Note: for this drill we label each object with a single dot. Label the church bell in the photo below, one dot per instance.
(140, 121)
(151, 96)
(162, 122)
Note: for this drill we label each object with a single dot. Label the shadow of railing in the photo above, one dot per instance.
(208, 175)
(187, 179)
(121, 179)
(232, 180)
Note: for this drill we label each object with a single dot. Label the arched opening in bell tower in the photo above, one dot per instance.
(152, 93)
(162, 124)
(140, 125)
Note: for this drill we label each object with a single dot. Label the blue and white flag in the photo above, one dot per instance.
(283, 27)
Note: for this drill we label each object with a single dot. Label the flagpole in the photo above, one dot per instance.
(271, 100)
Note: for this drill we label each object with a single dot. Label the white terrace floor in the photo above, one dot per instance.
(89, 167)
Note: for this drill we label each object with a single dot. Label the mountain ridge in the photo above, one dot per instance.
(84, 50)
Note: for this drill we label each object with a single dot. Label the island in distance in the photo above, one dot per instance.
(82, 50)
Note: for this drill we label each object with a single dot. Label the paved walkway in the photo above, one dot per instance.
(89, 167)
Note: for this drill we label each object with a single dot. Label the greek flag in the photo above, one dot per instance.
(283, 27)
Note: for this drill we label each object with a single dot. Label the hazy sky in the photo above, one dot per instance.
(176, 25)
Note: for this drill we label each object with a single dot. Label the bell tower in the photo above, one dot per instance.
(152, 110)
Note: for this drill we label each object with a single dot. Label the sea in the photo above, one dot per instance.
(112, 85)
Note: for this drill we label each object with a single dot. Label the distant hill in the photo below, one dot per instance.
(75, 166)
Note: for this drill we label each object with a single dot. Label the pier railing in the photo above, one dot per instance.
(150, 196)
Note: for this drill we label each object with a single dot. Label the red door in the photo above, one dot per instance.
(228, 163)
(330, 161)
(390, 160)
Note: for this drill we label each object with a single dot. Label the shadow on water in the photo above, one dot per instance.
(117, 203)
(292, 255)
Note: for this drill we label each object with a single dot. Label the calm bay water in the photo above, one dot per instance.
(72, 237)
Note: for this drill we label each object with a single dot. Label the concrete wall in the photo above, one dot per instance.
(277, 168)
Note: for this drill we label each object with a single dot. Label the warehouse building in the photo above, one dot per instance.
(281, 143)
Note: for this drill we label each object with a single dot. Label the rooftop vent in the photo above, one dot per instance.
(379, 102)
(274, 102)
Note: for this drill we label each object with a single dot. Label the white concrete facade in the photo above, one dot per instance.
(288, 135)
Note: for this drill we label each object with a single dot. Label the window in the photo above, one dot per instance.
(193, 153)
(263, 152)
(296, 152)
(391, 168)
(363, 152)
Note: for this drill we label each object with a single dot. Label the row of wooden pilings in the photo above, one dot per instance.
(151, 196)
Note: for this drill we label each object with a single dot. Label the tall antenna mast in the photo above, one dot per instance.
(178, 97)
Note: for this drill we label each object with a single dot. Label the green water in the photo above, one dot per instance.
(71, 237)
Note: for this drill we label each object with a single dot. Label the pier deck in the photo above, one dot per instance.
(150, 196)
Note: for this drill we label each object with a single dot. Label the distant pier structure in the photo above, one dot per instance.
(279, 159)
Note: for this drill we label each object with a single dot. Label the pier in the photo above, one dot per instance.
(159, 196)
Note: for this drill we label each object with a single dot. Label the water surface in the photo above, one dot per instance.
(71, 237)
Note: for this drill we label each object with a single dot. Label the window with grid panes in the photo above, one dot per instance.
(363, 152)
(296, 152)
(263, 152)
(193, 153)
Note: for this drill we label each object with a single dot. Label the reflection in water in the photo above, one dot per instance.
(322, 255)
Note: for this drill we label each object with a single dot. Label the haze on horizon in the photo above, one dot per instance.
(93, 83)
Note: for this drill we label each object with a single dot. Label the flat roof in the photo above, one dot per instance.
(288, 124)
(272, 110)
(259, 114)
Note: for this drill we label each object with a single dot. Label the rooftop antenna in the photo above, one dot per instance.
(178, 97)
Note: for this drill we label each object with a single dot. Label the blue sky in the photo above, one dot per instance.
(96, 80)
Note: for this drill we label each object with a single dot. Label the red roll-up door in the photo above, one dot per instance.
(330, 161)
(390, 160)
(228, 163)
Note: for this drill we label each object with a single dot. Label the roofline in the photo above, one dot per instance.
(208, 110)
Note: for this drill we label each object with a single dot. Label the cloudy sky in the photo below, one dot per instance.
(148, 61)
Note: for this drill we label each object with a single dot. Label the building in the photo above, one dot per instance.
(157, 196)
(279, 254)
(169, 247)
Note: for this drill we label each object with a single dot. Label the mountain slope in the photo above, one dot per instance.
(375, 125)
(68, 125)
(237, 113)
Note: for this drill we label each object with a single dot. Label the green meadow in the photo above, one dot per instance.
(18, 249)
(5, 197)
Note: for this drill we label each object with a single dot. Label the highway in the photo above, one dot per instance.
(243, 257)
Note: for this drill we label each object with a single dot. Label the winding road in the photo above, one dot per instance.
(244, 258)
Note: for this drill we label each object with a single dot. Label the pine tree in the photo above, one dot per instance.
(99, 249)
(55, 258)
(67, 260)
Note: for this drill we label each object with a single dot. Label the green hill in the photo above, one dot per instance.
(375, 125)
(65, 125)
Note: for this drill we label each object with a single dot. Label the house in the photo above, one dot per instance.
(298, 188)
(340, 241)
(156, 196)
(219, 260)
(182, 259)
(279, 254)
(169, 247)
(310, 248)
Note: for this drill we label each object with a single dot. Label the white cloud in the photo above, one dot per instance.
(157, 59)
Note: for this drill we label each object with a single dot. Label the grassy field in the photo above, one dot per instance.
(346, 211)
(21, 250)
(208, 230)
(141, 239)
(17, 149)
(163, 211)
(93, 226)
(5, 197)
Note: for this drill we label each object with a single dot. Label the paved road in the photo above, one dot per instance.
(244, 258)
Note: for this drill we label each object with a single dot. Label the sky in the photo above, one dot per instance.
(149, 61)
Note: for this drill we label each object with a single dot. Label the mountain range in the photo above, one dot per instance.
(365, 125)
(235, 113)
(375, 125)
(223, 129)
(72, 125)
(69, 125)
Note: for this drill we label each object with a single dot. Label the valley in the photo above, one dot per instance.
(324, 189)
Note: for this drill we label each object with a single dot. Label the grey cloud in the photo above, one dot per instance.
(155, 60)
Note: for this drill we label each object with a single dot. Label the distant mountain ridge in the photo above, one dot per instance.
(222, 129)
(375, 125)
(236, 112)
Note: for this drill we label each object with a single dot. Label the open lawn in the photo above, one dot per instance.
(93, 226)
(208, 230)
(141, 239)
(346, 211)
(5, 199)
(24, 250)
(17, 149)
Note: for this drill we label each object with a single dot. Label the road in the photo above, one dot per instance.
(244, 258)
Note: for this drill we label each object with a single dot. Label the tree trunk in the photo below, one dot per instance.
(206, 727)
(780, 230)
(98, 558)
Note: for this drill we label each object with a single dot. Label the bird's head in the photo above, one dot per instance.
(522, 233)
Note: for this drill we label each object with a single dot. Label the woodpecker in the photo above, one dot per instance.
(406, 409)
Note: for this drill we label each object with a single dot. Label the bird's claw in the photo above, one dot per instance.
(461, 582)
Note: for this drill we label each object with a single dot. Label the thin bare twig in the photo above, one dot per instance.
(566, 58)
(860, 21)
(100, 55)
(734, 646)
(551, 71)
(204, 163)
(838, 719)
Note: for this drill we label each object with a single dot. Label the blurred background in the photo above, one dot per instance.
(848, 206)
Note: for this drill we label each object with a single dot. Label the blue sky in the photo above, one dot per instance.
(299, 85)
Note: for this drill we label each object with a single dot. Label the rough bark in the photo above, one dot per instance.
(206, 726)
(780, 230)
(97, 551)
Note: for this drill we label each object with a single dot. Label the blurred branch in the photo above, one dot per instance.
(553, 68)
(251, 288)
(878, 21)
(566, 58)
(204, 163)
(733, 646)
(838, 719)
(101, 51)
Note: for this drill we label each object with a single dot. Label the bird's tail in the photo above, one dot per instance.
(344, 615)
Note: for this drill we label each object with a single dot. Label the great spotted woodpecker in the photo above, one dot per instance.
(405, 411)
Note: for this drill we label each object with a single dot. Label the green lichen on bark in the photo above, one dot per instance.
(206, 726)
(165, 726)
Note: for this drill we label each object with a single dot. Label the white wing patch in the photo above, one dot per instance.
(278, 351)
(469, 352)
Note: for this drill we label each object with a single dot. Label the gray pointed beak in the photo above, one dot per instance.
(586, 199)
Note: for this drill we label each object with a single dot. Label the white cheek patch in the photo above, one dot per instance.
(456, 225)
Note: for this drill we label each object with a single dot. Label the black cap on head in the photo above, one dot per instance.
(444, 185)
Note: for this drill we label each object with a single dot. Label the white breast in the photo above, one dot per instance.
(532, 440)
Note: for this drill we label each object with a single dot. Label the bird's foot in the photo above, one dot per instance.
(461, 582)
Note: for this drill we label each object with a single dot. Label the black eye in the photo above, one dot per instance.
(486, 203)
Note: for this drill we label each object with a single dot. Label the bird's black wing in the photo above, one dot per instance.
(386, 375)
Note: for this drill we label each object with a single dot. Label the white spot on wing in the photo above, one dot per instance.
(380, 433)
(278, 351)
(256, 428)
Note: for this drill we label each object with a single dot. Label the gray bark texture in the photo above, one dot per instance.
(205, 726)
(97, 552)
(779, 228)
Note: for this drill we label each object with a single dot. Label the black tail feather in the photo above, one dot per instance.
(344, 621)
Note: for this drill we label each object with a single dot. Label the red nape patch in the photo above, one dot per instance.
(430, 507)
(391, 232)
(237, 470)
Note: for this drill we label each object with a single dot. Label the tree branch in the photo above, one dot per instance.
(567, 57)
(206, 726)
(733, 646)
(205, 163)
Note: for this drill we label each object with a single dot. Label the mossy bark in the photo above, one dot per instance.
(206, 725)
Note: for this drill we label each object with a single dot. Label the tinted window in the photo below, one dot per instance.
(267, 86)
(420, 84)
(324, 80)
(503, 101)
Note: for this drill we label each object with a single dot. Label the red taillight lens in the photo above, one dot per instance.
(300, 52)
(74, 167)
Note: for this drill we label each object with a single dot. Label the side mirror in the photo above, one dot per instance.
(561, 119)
:::
Using the records above, please repeat the line with "Label the tinted" and every line after it exactly, and give no other text.

Solved exercise:
Note: for this drill we label each object with a single dot. Label the tinted window in the photo below, one dot per instance.
(267, 86)
(420, 84)
(324, 80)
(503, 101)
Note: for this drill we label each object with a single dot. Label the red taillight lens in the photo above, one dot per instance.
(300, 52)
(74, 167)
Note: for this drill we label each object with a single dot. Label the side mirror in the photo above, one dot per instance.
(561, 119)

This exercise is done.